**Excerpt**
[Start of Attachment]
CX-201a · Module 3
Recovery Plan Design
3 min read
A recovery plan is a contract between you and the at-risk client. It says: we heard you, we understand the problem, and here is exactly what we are going to do about it, by when, and who is responsible. The recovery plan converts the diagnostic conversation into documented action — and documented action is the only thing that rebuilds trust that has been eroded by silence, missed expectations, or neglect.
Do This
- Deliver the recovery plan within 24 hours of the diagnostic conversation — speed demonstrates urgency
- Include specific actions, specific owners, and specific deadlines for every item
- Address the root cause, not just the symptoms — if the problem is poor communication cadence, do not just schedule more meetings; redesign the communication structure
- Include a review checkpoint — "we will reassess in two weeks to confirm these actions are making a difference"
[End of Attachment]
Image-grounded pointing data:
[Start of Attachment]
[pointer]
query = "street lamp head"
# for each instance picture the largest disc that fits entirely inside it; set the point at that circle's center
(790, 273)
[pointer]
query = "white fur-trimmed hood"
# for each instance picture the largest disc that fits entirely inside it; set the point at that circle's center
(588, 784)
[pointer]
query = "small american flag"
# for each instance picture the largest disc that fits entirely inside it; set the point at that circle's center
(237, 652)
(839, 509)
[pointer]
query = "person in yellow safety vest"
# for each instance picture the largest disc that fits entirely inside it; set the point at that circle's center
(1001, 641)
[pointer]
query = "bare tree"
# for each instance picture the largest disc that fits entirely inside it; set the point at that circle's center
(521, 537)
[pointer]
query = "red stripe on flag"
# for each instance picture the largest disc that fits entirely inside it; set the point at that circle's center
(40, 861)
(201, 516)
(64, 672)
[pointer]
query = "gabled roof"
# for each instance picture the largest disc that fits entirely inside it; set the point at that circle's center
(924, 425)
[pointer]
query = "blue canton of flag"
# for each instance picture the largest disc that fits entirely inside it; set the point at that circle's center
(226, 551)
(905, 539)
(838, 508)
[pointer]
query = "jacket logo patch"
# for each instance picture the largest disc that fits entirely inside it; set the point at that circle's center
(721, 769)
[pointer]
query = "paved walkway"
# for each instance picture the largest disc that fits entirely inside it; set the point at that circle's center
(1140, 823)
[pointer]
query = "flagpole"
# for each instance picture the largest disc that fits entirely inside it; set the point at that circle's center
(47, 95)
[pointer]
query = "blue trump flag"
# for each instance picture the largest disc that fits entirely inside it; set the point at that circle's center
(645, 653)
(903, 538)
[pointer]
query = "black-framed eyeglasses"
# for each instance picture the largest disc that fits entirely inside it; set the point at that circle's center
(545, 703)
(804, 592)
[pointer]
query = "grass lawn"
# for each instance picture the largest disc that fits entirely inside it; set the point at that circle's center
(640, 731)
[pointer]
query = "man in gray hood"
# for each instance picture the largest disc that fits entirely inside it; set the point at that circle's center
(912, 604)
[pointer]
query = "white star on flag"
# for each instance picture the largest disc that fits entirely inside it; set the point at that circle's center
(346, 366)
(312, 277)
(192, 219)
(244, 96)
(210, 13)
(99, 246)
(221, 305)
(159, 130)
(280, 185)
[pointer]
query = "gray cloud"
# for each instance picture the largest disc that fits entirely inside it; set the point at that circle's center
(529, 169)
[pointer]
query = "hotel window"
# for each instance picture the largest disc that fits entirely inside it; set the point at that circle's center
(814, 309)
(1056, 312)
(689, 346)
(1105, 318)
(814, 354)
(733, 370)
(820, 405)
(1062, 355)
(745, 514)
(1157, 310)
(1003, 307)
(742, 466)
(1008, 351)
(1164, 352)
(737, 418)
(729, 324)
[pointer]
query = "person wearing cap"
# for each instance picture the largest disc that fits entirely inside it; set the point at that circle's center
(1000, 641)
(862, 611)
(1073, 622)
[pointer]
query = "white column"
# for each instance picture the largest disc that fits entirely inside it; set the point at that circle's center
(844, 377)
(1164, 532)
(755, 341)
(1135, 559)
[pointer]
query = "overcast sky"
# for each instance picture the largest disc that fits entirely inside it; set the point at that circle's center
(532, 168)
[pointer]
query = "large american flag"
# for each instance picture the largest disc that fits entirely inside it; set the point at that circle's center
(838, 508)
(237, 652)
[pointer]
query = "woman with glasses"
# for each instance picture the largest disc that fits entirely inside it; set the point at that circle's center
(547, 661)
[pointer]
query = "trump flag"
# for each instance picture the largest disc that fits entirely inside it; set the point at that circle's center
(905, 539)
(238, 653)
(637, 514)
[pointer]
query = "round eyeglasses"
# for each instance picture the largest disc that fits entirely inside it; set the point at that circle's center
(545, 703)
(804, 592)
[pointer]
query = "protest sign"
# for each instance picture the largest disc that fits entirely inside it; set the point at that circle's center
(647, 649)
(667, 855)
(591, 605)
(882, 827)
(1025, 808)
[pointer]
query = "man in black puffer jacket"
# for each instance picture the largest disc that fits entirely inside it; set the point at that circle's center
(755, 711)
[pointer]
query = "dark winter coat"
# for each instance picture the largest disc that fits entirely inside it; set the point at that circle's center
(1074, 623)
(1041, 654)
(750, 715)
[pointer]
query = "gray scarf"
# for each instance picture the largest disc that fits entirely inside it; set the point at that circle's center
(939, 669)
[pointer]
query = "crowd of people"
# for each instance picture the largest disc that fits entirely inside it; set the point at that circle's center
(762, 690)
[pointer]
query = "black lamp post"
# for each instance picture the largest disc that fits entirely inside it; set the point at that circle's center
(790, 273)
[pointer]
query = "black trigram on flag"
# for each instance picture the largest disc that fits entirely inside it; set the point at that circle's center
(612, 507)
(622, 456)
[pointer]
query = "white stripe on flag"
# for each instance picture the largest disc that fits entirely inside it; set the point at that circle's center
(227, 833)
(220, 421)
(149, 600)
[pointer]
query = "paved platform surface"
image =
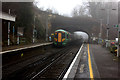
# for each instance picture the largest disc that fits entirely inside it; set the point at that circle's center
(21, 46)
(101, 65)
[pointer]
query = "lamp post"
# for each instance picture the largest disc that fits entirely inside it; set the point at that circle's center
(9, 31)
(108, 16)
(47, 21)
(34, 31)
(118, 40)
(100, 34)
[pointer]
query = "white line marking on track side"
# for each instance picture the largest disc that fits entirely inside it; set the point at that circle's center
(25, 48)
(68, 71)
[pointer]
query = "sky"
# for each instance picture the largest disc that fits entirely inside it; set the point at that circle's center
(63, 7)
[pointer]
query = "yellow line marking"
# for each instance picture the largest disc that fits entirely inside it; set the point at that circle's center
(90, 65)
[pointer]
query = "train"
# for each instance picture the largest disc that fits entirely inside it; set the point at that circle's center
(61, 37)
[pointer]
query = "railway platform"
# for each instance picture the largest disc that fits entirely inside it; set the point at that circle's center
(20, 47)
(94, 61)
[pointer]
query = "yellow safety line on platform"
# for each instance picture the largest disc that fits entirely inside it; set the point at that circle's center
(90, 65)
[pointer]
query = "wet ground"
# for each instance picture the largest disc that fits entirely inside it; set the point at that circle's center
(27, 63)
(105, 65)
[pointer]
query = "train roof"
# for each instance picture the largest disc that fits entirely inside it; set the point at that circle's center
(61, 30)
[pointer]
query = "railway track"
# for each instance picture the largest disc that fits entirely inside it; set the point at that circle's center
(52, 66)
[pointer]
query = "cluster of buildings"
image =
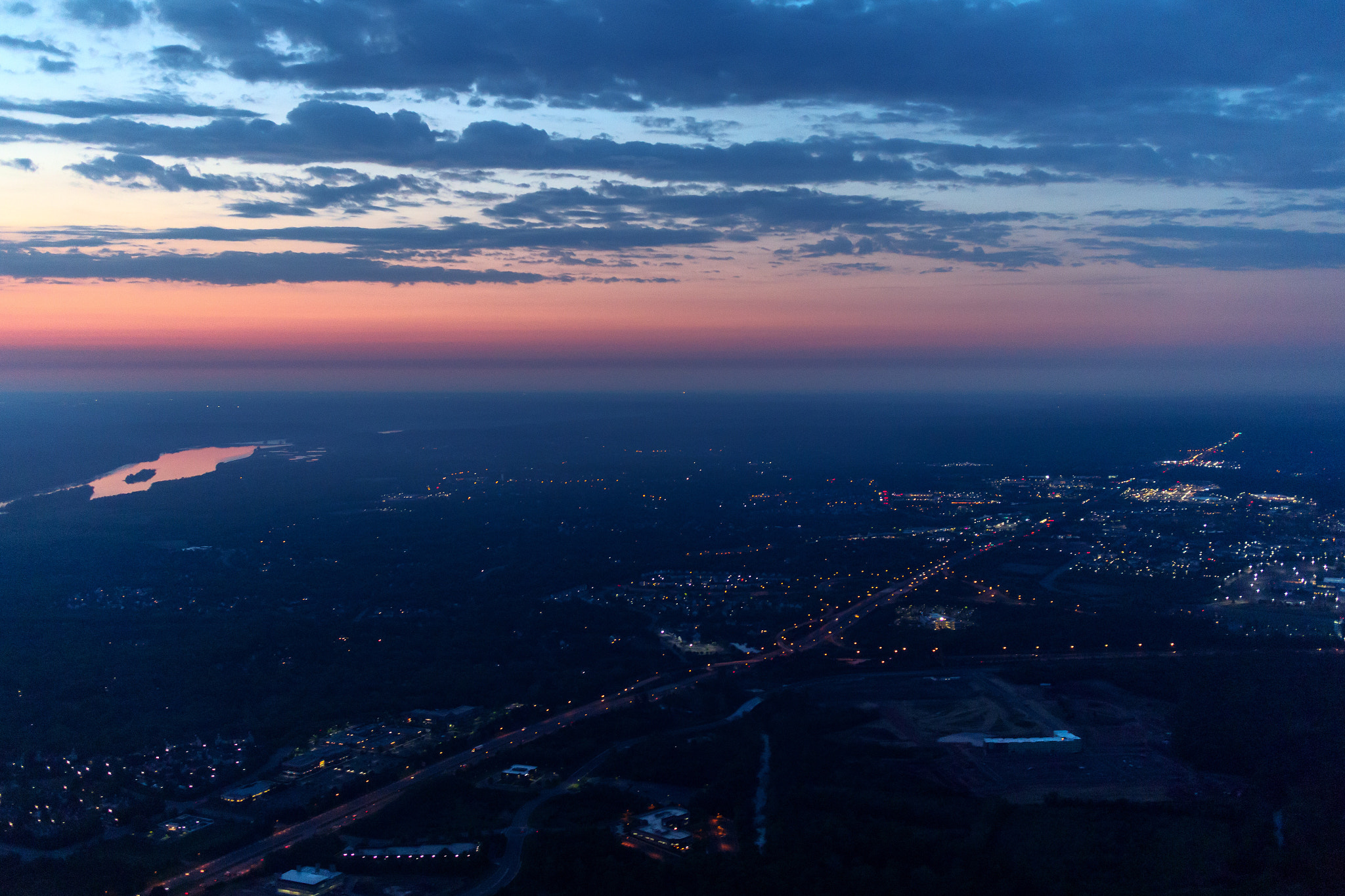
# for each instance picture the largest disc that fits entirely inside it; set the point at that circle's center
(192, 767)
(362, 750)
(663, 828)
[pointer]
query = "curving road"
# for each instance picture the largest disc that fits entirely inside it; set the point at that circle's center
(246, 859)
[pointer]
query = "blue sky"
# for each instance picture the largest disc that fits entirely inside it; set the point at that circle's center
(829, 146)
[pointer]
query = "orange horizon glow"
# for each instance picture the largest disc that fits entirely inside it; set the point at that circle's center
(822, 316)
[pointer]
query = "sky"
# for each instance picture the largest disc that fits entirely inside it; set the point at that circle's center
(726, 195)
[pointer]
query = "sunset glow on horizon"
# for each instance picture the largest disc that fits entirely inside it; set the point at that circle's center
(182, 200)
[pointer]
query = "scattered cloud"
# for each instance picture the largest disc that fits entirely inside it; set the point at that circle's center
(102, 14)
(1218, 247)
(240, 269)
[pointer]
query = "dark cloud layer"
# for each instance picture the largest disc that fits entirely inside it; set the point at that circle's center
(346, 188)
(617, 218)
(108, 108)
(1219, 247)
(319, 131)
(456, 237)
(703, 53)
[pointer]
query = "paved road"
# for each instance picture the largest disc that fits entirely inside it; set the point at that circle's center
(245, 860)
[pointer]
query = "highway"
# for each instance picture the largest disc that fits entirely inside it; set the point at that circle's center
(248, 859)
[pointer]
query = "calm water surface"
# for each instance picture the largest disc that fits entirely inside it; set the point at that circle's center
(177, 465)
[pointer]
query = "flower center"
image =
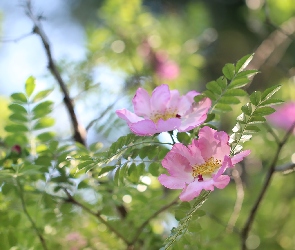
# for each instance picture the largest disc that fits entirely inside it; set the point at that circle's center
(156, 117)
(207, 168)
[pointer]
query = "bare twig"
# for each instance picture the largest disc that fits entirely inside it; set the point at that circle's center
(239, 201)
(108, 108)
(97, 215)
(39, 234)
(143, 225)
(246, 229)
(79, 133)
(15, 40)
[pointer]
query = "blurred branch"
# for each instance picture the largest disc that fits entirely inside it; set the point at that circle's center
(108, 108)
(239, 201)
(246, 229)
(15, 40)
(97, 215)
(286, 168)
(40, 236)
(79, 133)
(143, 225)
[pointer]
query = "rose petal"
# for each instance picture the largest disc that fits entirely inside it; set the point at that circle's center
(160, 98)
(128, 116)
(240, 156)
(141, 103)
(171, 182)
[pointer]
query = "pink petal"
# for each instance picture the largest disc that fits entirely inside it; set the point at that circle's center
(284, 117)
(141, 103)
(169, 125)
(225, 164)
(160, 98)
(192, 155)
(213, 143)
(196, 116)
(174, 100)
(128, 116)
(148, 127)
(171, 182)
(222, 181)
(240, 156)
(144, 128)
(177, 165)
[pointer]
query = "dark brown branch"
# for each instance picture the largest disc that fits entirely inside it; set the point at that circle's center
(143, 225)
(79, 133)
(97, 215)
(247, 227)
[End of Attachment]
**Directions**
- 1) According to the recovery plan module, how soon after the diagnostic conversation should the recovery plan be delivered?
- 2) Continue the module on recovery plan design, starting after its last line.

**Outputs for the tasks**
- 1) Within 24 hours of the diagnostic conversation.

- 2)
Avoid This
- Delay the recovery plan — every day without action reinforces the impression that the engagement is not a priority
- List vague action items — "improve communication" is not an action, it is an aspiration
- Build the recovery plan internally without sharing it — the client needs to see the plan and confirm it addresses their concerns
- Treat the recovery plan as a one-time document — it is a living contract that should be updated as actions are completed
The recovery plan has three sections. First: what you heard — a summary of the diagnostic conversation that proves you listened. Second: what you will do — specific actions with owners and deadlines. Third: how you will verify — the checkpoint cadence and the metrics that will tell both parties whether the recovery is working. Share it with the client. Ask them to confirm it addresses their concerns. If they add items, good — that means they trust the process enough to invest in it.